> [TRECHO DE ORIGEM]:
Ele não só conseguiu se formar médico, como acabou estudando na Harvard Business School, dos EUA – a despeito de sua pouca fluência no inglês. Com o passar do tempo, transformou-se em um leitor voraz de livros de gestão, a ponto de fazer amizades com gurus da área. Quando esteve no Brasil em novembro, para uma palestra, o escritor americano Michael Porter, um dos mais renomados pesquisadores em gestão e competição, aproveitou para passar um fim de semana em sua mansão em Búzios, no litoral do Rio de Janeiro. É lá onde o médico costuma receber empresários amigos, e com quem negocia. Mas o sucesso de Bueno diz mais sobre a sua capacidade de realização do que sobre seus dotes como estudante. 

 

A empresa criada a partir de uma clínica falida agora é parte do maior grupo global de saúde, com o empresário brasileiro como o seu maior acionista individual.

 

A carreira de empresário começou quando assumiu, na década de 1970, uma clínica endividada, à beira da falência, em Duque de Caxias, uma das regiões mais pobres da Baixada Fluminense, e a transformou num negócio rentável. Em sete anos, o negócio se transformaria na Amil. Três décadas depois, levou a empresa à Bovespa, convencido por José Isaac Peres, dono da empresa de shopping centers Multiplan. Captou R$ 1,2 bilhão e saiu às compras, adquirindo as rivais Blue Life e Medial Saúde. Com isso, transformou-se no principal consolidador do setor de saúde brasileira, uma área ainda cheia de potencial.

> [DADOS ARMAZENADOS]:
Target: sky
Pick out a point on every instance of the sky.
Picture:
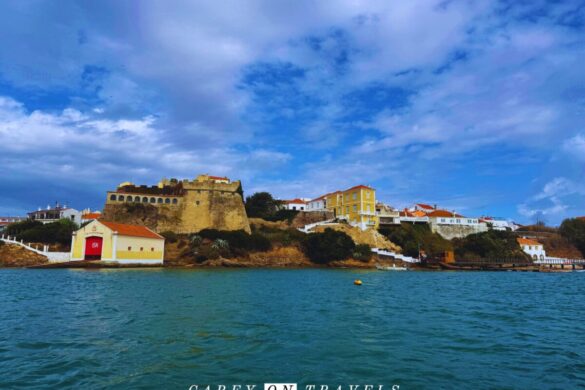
(477, 106)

> [SEU OBJETIVO]: Prossiga com o texto sobre a trajetória de Bueno, começando logo depois da última frase apresentada. Os dados não têm nenhuma relação com o texto sobre a trajetória de Bueno.

> [RESULTADO DO EXERCÍCIO]:
 

Mesmo com a expansão do trabalho formal e da classe média emergente nos últimos anos, apenas 25% da população brasileira conta com planos de saúde. Nos Estados Unidos, são 78%. Adequar as operações a um mercado cada vez mais pressionado pela Agência Nacional de Saúde, que tem bloqueado as vendas de planos de empresas com problemas, será só um dos desafios de Bueno. Ele dá a entender que ainda tem fôlego por muitos anos antes de preparar a sua aposentadoria. “A minha principal motivação nunca foi dinheiro”, afirma Bueno. “Mas eu entendo de dinheiro e gosto de realizar, então faço coisas que dão caixa, porque o lucro está para a sobrevivência da empresa como a seiva para a das árvores.”